---------- DATA SUPPLIED ----------
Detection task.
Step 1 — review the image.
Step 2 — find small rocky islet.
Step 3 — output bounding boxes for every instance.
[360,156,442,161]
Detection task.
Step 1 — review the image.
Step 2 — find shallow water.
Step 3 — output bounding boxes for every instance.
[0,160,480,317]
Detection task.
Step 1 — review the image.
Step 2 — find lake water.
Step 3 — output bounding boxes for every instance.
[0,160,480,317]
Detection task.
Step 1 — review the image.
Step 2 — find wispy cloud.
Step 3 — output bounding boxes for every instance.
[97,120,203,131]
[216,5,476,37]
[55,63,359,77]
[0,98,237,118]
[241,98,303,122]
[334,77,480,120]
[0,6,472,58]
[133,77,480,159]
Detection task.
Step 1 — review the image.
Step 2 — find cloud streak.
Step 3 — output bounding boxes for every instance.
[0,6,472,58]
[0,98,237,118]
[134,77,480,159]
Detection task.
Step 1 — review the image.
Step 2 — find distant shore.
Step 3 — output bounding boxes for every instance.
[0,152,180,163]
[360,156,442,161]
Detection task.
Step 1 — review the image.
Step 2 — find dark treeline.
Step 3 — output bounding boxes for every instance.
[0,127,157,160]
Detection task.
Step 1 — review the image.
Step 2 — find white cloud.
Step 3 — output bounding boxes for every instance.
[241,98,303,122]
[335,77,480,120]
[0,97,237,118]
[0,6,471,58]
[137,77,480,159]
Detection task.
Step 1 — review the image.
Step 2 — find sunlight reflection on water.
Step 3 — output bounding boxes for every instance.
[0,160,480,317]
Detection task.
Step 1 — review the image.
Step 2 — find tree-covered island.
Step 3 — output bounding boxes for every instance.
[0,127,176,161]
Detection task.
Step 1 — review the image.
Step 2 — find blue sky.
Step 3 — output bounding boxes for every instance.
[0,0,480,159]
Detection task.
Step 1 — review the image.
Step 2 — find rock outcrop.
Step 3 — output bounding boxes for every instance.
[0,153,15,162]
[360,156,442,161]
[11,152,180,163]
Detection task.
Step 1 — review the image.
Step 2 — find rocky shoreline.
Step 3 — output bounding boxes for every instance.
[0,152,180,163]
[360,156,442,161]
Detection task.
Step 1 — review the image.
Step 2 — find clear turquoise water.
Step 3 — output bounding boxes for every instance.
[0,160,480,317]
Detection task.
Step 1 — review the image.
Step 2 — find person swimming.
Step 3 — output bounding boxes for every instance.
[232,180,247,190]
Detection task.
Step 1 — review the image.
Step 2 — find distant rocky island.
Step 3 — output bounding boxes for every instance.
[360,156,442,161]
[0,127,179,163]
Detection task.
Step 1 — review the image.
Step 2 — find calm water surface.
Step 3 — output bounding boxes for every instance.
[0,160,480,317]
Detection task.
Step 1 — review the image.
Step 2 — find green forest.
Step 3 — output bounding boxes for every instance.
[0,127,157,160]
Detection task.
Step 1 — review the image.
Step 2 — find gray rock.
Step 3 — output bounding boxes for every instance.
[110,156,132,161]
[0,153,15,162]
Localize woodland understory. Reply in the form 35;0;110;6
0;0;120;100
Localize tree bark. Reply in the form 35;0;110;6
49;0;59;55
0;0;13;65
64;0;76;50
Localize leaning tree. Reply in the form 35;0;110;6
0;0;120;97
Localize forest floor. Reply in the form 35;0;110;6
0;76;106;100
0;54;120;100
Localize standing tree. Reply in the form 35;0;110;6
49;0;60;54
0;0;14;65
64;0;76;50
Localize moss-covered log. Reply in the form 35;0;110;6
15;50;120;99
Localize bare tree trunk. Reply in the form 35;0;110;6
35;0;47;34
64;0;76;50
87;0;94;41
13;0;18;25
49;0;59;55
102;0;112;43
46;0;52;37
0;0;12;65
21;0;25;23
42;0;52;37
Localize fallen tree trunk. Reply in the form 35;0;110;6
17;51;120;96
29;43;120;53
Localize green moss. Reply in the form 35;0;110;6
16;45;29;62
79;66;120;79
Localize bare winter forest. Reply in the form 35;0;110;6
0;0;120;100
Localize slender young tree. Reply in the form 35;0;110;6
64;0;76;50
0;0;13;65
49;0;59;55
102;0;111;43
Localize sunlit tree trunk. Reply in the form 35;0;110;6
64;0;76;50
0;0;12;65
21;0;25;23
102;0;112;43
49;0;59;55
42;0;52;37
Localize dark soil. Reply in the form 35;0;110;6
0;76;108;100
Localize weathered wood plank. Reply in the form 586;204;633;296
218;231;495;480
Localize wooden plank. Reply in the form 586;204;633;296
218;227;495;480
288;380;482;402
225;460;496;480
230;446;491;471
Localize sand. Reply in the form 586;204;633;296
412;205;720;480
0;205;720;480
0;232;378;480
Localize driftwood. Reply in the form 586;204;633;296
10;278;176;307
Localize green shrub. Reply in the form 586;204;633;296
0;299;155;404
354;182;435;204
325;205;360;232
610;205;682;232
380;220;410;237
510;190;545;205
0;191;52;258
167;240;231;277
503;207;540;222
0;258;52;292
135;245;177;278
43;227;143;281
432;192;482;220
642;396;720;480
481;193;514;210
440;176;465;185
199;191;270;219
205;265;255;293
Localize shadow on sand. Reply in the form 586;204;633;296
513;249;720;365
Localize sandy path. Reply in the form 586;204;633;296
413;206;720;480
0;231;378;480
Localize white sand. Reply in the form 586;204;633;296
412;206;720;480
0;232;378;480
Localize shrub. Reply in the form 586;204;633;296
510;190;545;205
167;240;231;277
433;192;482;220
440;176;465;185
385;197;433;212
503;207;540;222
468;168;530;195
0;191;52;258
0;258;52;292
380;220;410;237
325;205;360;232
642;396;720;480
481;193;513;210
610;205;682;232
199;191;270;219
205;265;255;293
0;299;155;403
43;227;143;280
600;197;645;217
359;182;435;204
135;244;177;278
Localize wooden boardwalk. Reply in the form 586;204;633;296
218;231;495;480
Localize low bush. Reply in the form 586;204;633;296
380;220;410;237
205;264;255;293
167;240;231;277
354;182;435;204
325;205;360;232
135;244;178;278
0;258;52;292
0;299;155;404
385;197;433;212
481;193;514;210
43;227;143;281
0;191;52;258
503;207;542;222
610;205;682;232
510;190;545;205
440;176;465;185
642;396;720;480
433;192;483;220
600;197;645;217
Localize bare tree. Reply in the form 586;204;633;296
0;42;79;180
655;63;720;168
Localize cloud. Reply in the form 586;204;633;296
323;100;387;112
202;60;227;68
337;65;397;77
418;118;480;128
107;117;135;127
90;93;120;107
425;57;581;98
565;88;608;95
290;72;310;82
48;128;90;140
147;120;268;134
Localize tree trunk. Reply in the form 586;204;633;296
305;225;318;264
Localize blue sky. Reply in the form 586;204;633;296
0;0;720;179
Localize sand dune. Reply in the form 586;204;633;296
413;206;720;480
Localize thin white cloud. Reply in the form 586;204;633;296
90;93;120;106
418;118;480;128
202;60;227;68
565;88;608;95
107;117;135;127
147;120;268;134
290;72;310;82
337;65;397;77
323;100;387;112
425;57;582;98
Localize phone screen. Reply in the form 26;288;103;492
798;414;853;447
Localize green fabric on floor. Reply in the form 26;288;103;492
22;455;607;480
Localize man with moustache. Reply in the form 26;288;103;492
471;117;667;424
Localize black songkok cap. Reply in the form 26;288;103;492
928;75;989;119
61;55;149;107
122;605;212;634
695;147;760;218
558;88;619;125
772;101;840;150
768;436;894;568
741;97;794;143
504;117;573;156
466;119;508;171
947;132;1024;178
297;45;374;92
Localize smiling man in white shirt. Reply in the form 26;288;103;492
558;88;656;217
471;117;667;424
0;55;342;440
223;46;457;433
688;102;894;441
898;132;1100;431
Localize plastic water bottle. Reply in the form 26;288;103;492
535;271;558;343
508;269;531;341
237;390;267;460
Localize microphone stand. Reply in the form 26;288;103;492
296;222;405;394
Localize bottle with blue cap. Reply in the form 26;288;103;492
----------
**SHORT TASK**
Copy the records word for word, starting at the line that contains "Localize plastic water" and continuing through the very last line of the records.

**SOLUTION TO THE PROBLEM**
Localize plastic water bottle. Reply in the form 26;288;103;492
535;271;558;343
508;269;531;341
237;390;267;460
Localize microphone stand. Reply in the form 26;288;103;492
296;222;405;394
Localize bottle with blue cap. Reply in the form 26;288;103;492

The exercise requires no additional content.